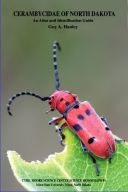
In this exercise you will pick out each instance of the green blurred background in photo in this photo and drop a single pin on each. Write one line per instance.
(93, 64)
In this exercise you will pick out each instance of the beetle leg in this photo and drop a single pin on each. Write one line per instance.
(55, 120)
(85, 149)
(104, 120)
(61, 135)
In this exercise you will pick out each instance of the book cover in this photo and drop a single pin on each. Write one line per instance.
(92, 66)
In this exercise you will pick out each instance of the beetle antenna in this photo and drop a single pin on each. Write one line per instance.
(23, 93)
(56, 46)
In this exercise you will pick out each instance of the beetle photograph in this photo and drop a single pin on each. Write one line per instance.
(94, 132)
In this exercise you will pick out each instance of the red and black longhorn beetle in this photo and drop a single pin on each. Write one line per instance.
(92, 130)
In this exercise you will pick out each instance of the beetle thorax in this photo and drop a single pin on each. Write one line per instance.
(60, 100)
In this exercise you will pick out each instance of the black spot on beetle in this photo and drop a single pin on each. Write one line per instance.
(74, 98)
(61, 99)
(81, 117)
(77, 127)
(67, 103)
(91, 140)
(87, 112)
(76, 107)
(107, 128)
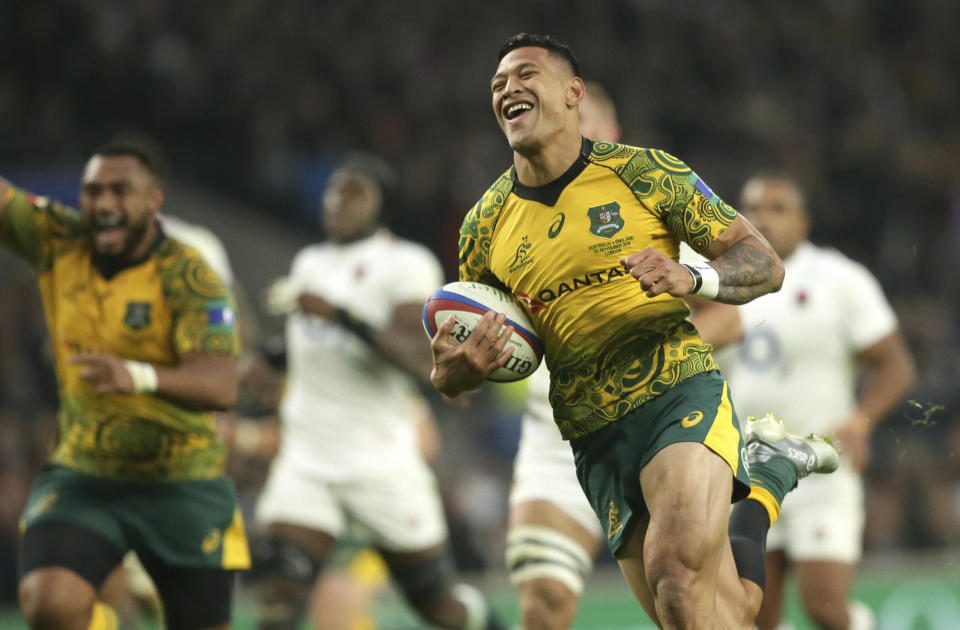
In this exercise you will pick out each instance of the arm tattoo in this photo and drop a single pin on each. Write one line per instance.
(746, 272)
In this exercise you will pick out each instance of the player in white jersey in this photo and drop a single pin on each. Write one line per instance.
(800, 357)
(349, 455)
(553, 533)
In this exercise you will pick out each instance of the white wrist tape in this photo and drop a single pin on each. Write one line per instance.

* [What needs to be done]:
Carry every line above into your answer, requests included, and subtract 136 from each number in the pin coordinates. Leave the pictures out.

* [Answer to the exercise]:
In this exercise you will pick out each instance of the green blurred background in photo in this photo and drop a single pin on each. Write one line per instance.
(-43, -72)
In this exercise you will pick out each instance of the beetle leg in this photo and drop a single pin on each. Write one line per instance.
(-81, -16)
(-51, 13)
(-32, -16)
(-75, -1)
In this exercise you will pick out each instance of the book cover in this photo and drop a single pin on each. Write one line per instance.
(-44, -70)
In this exercise you will pick out each instance of the beetle antenna in this photo and drop a single pin on each. Write one line per instance.
(-113, -43)
(-80, -90)
In this exercise you will pick out each instance of the beetle photograph in this photo and drop a single pin on each. Write one line per instance.
(-42, -4)
In this exercise you will pick out each instance of the red and black longhorn beetle in this photo and drop a single pin on each. Write one line per instance.
(-44, -6)
In this exercise you will pick out each instance of the beetle thorax in this photo and drop a single pin on each. Write one line per instance.
(-76, -36)
In this exercise you will pick out each instance of the black spot on beetle in this photo and drop a single pin on each. Write one line per instance.
(-62, -38)
(-75, -37)
(-55, -19)
(-59, -9)
(-69, -33)
(-45, 4)
(-49, -24)
(-60, -29)
(-29, -8)
In this exercise you will pick out each instance of the arm tattoo in this photo and drop a single pin on each. Write one line per instance.
(610, 136)
In this exercise you will pick out each instance of the player in white jersey in this photo and drop a single pin on each. Write one line per instance.
(664, 221)
(213, 319)
(417, 397)
In this exercise you will pick out each instance of the white wrist tape in this photo and drop a single pin on each. Write one line per instance.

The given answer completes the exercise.